┌────────

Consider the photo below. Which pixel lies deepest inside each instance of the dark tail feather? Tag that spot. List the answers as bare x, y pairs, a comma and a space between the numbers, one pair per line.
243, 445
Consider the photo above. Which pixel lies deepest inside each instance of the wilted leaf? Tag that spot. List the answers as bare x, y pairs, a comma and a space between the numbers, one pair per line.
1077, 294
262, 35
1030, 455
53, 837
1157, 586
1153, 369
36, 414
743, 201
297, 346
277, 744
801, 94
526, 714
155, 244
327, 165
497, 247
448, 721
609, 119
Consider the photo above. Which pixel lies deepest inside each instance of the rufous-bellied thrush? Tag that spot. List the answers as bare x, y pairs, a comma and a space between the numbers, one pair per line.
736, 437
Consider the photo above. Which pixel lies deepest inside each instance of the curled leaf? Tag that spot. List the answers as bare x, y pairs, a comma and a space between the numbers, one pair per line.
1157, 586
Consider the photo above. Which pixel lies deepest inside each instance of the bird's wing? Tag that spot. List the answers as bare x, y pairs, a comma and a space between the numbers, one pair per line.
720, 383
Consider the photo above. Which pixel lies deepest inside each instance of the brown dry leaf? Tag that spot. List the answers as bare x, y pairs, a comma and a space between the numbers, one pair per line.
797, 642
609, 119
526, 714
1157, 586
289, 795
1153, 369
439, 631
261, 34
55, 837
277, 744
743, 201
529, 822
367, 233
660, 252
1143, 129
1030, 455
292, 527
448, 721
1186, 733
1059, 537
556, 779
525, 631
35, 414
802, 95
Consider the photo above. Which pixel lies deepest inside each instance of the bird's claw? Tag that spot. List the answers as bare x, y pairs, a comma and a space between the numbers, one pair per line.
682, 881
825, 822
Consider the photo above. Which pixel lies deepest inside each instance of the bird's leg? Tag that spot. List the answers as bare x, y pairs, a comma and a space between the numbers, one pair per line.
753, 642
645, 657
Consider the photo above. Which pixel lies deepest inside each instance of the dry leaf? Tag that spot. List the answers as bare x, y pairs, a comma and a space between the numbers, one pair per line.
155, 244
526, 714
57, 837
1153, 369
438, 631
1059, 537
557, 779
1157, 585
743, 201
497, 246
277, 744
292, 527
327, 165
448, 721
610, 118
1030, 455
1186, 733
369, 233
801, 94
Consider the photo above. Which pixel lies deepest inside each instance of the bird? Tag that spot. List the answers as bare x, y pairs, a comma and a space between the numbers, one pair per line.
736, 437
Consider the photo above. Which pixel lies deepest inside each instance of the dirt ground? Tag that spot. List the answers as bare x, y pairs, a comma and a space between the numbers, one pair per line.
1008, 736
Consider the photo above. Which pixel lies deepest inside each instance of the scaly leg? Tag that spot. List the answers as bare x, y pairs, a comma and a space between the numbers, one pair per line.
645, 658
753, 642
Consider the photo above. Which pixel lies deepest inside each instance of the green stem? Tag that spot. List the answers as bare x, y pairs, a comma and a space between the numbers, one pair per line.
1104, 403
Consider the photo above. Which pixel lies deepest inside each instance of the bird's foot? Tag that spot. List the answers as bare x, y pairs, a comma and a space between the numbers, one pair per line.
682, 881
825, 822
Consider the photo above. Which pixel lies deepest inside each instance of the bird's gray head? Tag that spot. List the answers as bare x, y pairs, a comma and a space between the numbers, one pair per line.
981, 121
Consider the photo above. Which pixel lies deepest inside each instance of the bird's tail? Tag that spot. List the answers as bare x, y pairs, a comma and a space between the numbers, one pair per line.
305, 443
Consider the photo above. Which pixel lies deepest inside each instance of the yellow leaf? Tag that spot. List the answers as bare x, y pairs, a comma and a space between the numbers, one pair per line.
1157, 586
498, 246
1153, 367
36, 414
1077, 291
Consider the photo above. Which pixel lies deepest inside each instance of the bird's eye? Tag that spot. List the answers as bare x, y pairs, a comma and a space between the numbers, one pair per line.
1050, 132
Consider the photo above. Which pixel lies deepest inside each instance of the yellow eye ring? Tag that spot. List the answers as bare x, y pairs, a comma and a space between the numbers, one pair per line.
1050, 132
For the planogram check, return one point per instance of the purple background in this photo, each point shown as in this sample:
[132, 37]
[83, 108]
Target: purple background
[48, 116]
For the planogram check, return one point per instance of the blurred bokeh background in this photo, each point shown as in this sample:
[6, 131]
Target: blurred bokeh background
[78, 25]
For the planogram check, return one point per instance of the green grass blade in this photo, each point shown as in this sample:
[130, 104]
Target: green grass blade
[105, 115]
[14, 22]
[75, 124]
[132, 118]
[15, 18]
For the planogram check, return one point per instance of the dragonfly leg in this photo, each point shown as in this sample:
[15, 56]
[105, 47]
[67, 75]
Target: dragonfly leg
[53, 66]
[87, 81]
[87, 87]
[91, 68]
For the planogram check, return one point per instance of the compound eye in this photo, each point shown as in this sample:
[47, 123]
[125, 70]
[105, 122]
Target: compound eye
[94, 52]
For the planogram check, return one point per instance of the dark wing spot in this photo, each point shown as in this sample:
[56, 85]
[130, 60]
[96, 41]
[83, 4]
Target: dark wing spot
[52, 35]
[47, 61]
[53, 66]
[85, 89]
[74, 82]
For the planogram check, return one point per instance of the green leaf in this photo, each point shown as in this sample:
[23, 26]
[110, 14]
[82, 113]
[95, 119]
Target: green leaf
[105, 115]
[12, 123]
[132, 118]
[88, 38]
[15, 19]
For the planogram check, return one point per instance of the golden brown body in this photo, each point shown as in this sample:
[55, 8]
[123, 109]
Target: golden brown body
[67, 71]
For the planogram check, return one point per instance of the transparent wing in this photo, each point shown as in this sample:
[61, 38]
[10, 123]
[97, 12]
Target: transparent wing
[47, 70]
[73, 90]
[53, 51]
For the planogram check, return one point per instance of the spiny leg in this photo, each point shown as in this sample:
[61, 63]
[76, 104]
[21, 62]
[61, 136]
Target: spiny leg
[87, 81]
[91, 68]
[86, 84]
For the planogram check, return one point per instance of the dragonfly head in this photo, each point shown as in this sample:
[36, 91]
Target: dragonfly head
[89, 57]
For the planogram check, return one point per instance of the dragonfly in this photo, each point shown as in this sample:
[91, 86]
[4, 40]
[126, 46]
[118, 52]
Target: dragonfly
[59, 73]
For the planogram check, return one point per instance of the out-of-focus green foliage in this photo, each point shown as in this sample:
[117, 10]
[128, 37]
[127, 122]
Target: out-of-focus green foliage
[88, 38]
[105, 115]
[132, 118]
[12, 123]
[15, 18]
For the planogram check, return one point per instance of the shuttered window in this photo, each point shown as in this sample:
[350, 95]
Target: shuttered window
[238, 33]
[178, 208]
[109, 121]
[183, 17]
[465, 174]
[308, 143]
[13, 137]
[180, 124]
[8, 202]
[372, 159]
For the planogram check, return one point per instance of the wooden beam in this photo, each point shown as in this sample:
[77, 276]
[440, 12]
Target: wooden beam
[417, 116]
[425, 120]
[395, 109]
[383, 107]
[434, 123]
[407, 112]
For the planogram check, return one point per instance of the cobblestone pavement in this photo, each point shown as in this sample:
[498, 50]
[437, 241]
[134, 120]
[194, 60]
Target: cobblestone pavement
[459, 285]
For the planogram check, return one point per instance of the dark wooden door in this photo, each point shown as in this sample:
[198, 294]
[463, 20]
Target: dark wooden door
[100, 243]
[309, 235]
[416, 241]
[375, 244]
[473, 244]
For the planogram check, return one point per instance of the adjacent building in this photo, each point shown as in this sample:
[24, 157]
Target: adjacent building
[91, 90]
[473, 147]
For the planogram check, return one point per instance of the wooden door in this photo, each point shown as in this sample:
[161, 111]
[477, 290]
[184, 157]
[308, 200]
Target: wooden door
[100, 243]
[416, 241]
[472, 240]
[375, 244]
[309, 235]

└────────

Work to be completed -
Set down, word for word, every line from the line that holds "the dark wooden" to the end of the entries above, including both ends.

Complete answer -
For the planogram check, return one point per instance of the dark wooden door in this photo, each point shown as in this sample:
[198, 294]
[463, 20]
Target: dark wooden door
[100, 243]
[309, 235]
[416, 241]
[375, 244]
[473, 244]
For the planogram check, return one point per instance of the adjacent building in this photo, each point shown as in this sample:
[24, 157]
Target: adjacent building
[91, 90]
[473, 147]
For the planogram check, return one point per instance of the wooden door in this photo, each point shown as in this sample:
[161, 111]
[477, 290]
[184, 157]
[308, 200]
Target: wooden door
[100, 243]
[416, 241]
[472, 240]
[375, 244]
[309, 235]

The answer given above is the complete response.